> **Aim of the task**
Could you return, unchanged, every line of the records from the line containing "Teacher note: indicate the red and" through the final line of the records, including both of those lines?

begin Provided material

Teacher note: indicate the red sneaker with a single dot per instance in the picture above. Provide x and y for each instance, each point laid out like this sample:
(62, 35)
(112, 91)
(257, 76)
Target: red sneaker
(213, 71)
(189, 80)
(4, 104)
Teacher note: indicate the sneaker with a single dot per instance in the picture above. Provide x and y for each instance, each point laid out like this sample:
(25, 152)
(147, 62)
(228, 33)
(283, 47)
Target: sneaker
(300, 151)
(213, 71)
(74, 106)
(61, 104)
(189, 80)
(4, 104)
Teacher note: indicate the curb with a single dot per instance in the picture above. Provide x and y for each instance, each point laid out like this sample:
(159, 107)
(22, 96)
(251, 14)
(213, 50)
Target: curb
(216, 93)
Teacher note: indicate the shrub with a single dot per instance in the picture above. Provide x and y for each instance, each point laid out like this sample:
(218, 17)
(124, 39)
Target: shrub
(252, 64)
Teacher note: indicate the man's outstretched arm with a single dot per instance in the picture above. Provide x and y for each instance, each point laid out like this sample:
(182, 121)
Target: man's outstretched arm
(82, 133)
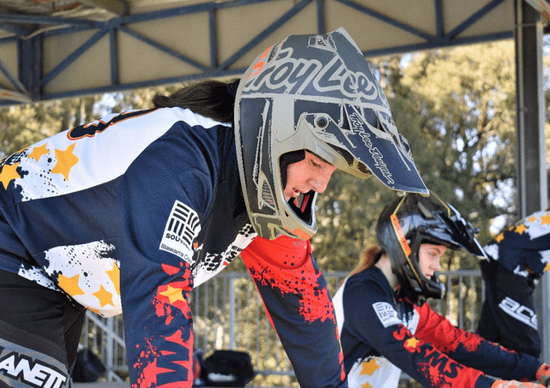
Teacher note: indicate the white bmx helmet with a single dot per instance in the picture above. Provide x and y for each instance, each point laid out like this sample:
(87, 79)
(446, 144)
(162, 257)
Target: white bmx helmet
(314, 93)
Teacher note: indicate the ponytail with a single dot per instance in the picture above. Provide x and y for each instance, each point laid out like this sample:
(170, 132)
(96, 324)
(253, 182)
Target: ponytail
(212, 99)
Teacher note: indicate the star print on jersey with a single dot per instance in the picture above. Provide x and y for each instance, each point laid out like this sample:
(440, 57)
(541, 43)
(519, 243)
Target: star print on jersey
(87, 274)
(33, 169)
(70, 285)
(369, 367)
(38, 152)
(173, 294)
(65, 161)
(524, 248)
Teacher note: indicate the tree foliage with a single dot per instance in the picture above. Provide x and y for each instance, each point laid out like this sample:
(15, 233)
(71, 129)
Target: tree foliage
(456, 107)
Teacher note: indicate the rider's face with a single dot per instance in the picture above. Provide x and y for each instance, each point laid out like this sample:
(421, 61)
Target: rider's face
(430, 256)
(311, 173)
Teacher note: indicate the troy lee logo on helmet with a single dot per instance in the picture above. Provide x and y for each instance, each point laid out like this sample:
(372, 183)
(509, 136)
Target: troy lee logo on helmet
(286, 74)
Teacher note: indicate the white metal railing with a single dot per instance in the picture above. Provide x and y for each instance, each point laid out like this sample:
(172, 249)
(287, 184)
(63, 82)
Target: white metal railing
(228, 314)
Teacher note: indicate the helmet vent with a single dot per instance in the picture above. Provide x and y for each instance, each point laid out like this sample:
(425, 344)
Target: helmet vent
(427, 214)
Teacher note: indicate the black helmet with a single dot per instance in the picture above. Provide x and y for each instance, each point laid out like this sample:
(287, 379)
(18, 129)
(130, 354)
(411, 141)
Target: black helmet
(411, 220)
(315, 93)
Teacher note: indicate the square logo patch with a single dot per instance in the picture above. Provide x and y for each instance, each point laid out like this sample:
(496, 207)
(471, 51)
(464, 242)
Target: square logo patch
(182, 227)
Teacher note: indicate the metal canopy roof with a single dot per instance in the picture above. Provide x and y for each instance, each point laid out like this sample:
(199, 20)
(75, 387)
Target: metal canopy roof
(53, 49)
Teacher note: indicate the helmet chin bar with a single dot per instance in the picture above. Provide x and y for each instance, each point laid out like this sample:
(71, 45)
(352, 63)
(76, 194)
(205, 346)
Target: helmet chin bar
(420, 286)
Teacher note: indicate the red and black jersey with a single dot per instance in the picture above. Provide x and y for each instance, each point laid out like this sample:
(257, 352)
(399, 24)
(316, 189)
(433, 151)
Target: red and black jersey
(382, 335)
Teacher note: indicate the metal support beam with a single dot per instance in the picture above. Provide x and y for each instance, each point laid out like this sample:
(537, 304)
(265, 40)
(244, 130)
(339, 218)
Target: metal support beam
(118, 7)
(531, 145)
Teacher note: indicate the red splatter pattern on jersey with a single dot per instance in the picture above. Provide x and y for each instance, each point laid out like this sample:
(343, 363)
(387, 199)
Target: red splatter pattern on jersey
(286, 265)
(165, 357)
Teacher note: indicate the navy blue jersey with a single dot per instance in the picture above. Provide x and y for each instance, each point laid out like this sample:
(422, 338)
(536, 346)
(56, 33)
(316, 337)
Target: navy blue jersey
(383, 335)
(525, 247)
(130, 213)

end Provided material

> **Answer for this exercise**
Teacher note: indicate the red and black jersey with a single dot per instance in the picture above. Provide x and y for each instance, each point laid out like this sample:
(257, 352)
(399, 24)
(316, 189)
(433, 151)
Target: red and black jersey
(382, 335)
Teacher note: indicate the metal support beam with a single dot per instance in the picture above. Provide x and y for each instance, each point laid out like this sample:
(537, 304)
(265, 40)
(244, 130)
(339, 218)
Target: metal support beam
(118, 7)
(531, 145)
Teacher note: indicate the red splatter pattern on jersey with a single dot per instance in the picture above. Provide x and y for each instance, each point laid out like this sample:
(343, 363)
(387, 199)
Target: red splatter pattern on jersey
(286, 265)
(165, 357)
Teacher note: indicate the navy blue jersey with a single dot per instance in the picture above. Provide x and y for each instance, each point laid out like this sample:
(422, 338)
(536, 346)
(56, 33)
(316, 337)
Target: navy blue jersey
(383, 335)
(525, 247)
(130, 213)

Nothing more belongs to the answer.